**** Given entries
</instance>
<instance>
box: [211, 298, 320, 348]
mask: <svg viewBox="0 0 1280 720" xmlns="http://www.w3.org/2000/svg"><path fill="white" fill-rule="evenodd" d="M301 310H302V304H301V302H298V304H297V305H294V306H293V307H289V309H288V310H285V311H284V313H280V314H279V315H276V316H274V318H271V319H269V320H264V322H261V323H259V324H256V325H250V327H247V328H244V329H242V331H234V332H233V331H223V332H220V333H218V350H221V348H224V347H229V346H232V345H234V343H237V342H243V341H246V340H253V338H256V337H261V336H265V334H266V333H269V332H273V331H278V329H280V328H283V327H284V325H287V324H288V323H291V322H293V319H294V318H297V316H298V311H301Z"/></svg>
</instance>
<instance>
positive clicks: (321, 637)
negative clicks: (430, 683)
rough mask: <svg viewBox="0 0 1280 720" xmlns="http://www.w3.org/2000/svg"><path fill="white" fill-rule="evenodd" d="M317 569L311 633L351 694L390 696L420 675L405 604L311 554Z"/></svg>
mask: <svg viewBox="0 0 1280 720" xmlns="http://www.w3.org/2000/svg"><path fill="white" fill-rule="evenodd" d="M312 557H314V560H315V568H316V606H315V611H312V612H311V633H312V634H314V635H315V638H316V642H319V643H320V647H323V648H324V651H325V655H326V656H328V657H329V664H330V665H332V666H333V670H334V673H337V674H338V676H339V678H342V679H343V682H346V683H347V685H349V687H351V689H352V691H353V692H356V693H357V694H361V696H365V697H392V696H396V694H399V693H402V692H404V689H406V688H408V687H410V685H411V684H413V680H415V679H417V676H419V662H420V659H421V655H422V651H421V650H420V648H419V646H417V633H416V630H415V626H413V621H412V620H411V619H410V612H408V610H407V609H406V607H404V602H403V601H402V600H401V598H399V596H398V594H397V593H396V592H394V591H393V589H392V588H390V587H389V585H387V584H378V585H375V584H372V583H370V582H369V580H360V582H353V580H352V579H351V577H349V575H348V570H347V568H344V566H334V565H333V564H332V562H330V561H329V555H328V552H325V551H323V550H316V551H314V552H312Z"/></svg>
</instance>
********
Try it:
Only lines containing "clicks" belong in the answer; copy every such line from the records.

Output of the exercise:
positive clicks: (321, 637)
negative clicks: (430, 683)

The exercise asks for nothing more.